#### THE INPUT

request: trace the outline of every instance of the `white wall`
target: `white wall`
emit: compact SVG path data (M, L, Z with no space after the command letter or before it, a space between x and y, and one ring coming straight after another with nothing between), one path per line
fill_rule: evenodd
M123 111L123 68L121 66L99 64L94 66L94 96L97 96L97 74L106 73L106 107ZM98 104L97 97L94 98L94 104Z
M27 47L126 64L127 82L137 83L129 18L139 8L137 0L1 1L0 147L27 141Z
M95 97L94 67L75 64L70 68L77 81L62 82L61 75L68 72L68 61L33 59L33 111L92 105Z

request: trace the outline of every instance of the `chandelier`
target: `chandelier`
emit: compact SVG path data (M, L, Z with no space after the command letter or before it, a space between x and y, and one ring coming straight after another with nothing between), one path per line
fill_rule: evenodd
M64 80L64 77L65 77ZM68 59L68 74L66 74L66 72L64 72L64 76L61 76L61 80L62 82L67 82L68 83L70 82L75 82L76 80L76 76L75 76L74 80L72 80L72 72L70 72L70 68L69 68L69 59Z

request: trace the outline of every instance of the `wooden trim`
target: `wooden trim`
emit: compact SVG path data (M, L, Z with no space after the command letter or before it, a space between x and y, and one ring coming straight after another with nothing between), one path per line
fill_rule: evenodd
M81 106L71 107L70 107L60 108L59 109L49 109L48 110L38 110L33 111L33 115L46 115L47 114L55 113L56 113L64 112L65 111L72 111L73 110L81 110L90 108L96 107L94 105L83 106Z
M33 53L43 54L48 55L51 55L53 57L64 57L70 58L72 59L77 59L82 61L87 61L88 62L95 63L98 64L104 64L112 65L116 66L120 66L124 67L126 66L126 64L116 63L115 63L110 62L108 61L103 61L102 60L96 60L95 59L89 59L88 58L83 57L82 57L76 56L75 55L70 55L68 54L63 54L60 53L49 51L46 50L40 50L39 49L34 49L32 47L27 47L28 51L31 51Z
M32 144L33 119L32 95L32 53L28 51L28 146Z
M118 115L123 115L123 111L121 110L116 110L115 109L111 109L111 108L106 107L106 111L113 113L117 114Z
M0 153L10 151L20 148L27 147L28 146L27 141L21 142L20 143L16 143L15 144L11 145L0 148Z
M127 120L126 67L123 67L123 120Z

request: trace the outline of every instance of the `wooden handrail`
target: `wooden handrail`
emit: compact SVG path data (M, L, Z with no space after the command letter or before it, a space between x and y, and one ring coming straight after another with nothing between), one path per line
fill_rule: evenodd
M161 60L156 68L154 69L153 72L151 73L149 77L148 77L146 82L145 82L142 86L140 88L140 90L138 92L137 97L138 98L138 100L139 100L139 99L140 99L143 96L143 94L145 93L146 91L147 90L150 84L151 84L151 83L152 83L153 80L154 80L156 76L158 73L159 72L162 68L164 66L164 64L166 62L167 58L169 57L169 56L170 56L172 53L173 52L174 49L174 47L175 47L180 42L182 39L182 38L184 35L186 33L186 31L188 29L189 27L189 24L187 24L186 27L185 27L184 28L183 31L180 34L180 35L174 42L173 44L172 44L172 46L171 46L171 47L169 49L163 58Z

########

DIRECTIONS FOR THIS TASK: Rewrite the records above with "trace the outline" changed to "draw the boundary" everywhere it appears, keeping everything else the same.

ANSWER TO THIS PROBLEM:
request: draw the boundary of every instance of the `white wall`
target: `white wall`
emit: compact SVG path data (M, L, Z with no space after the command letter or before it, a space between x and y, and one ring coming straight after another with nothing between), one path per line
fill_rule: evenodd
M123 111L123 68L121 66L99 64L94 66L94 96L97 96L97 74L106 73L106 107ZM98 104L97 97L94 98L94 104Z
M27 47L126 64L127 82L137 83L129 18L139 8L137 0L1 1L0 147L27 141Z
M95 97L94 67L75 64L70 68L77 81L62 82L61 75L68 72L68 61L33 59L33 111L92 105Z

request: draw the boundary of every instance of the `chandelier`
target: `chandelier`
emit: compact SVG path data (M, L, Z with no space after the command letter or before it, a space between x and y, and one ring coming straight after another with nothing between), one path per line
fill_rule: evenodd
M64 80L64 77L65 77ZM68 59L68 74L66 74L66 72L64 72L64 76L61 76L61 80L62 82L67 82L68 83L70 82L75 82L76 80L76 76L75 76L74 80L72 80L72 72L70 72L70 68L69 68L69 59Z

request: draw the boundary of every instance of the `wooden trim`
target: `wooden trim`
emit: compact SVG path data (M, L, Z with no space after the command letter or before it, a space between x and y, and one ring coming straight after another with nothing between), one path per line
fill_rule: evenodd
M81 106L71 107L70 107L60 108L59 109L49 109L48 110L38 110L33 111L33 115L46 115L47 114L55 113L56 113L64 112L65 111L72 111L73 110L81 110L90 108L96 107L94 105L83 106Z
M33 53L43 54L48 55L51 55L53 57L64 57L70 58L72 59L77 59L82 61L87 61L88 62L95 63L98 64L104 64L112 65L116 66L120 66L124 67L126 66L126 64L116 63L115 63L110 62L108 61L103 61L102 60L96 60L95 59L89 59L88 58L83 57L82 57L76 56L75 55L70 55L68 54L63 54L60 53L49 51L46 50L40 50L39 49L34 49L32 47L27 47L28 51L31 51Z
M32 144L33 119L32 95L32 53L28 51L28 146Z
M118 115L123 115L123 111L121 110L116 110L115 109L111 109L111 108L106 107L106 111L113 113L117 114Z
M0 153L10 151L20 148L27 147L28 146L27 141L21 142L20 143L16 143L15 144L11 145L0 148Z
M127 120L126 67L123 67L123 120Z

request: draw the boundary of every instance of the `wooden handrail`
target: `wooden handrail`
emit: compact SVG path data (M, L, Z with no space after the command letter or before it, a space between x and y, and one ring coming straight after another with nothing between), one path per line
fill_rule: evenodd
M161 60L156 68L154 69L153 72L151 73L149 77L148 77L146 82L145 82L142 86L140 88L140 90L138 92L137 97L138 98L138 100L139 100L139 99L140 99L143 96L143 94L145 93L146 91L147 90L150 84L151 84L151 83L152 83L153 80L154 80L156 76L158 73L159 72L162 68L164 66L164 64L166 62L167 58L169 57L169 56L170 56L172 53L173 52L174 49L174 47L175 47L180 42L182 39L182 38L184 35L186 33L186 31L188 29L189 27L189 24L187 24L186 27L185 27L184 28L183 31L180 34L180 35L174 42L173 44L172 44L172 46L171 46L171 47L169 49L163 58Z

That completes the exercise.